** Texte à lire **
49. Il doit surseoir dès qu'il s'élève des difficultés sur le fond même du droit à l'indemnité; par exemple, lorsque l'arrêté de classement, portant augmentation de la largeur du chemin, n'indique pas spécialement sur quelles parties des terres riveraines l'élargissement sera pris. (V. suprà n° 23). Il faut dans ce cas un nouvel arrêté interprétatif pour déterminer exactement quels sont les ayants-droit (Orléans, 12 mai 1881; D. P. 82. 2. 220); ou lorsque la commune et le réclamant sont en désaccord sur la propriété même des terrains, la question préjudicielle de propriété devant être renvoyée au tribunal civil.

50. Mais le juge de paix ne doit pas surseoir à statuer lorsque les droits des propriétaires ne sont pas contestés ou ont été déjà reconnus par des décisions passées en force de chose jugée. (Cass. 3 mai 1887.)

** Section des données **
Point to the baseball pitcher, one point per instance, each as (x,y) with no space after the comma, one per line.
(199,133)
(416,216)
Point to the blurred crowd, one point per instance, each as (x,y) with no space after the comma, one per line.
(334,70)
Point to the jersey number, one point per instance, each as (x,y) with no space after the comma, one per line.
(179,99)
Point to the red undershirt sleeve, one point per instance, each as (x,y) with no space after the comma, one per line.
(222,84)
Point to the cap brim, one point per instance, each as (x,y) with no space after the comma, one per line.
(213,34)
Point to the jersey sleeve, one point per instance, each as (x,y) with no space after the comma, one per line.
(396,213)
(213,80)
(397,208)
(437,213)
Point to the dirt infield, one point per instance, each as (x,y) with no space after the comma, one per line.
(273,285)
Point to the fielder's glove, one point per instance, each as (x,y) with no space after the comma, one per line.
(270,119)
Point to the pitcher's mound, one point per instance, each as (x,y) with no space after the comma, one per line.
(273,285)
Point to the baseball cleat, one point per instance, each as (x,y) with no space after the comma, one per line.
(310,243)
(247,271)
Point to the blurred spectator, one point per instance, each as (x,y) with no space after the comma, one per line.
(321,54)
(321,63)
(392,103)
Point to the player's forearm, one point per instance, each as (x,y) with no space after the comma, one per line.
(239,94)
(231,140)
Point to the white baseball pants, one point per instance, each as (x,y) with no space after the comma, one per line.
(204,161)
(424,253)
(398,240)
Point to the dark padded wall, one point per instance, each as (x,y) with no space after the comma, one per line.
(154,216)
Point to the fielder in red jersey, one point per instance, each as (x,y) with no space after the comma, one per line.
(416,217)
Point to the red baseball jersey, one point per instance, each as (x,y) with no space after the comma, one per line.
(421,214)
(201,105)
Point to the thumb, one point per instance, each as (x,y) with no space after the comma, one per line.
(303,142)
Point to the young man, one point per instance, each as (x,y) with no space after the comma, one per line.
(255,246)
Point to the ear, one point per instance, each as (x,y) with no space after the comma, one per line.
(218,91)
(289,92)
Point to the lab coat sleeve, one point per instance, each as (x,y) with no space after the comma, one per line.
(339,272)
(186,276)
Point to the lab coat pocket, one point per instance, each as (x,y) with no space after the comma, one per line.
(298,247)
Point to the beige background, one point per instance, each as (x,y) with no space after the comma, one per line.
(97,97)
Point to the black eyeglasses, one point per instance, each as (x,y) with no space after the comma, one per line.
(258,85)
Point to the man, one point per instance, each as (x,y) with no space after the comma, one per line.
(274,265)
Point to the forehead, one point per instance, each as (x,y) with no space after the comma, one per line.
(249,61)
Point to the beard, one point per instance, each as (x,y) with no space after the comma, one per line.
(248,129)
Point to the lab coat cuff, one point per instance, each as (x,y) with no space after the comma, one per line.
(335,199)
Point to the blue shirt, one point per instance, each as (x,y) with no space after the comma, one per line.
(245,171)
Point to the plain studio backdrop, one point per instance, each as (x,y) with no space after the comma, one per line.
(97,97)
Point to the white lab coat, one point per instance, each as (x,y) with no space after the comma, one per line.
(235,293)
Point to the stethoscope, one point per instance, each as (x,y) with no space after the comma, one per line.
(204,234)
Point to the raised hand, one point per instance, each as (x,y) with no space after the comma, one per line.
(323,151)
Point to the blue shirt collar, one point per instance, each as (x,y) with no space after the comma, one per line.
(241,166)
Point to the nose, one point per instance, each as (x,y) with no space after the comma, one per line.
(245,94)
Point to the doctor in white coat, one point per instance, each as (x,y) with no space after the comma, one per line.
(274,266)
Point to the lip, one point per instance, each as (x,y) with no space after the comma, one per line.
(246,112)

** Exercices **
1) Reproduisez le passage du texte sur le sursis du juge de paix allant de « 50. Mais le » jusqu'à « 3 mai 1887.) » inclus.
2) Indiquez combien de lignes des données contiennent la chaîne « coat », en respectant la casse. Donnez ce nombre et rien d'autre.

** Liste des réponses **
1)
50. Mais le juge de paix ne doit pas surseoir à statuer lorsque les droits des propriétaires ne sont pas contestés ou ont été déjà reconnus par des décisions passées en force de chose jugée. (Cass. 3 mai 1887.)

2) 5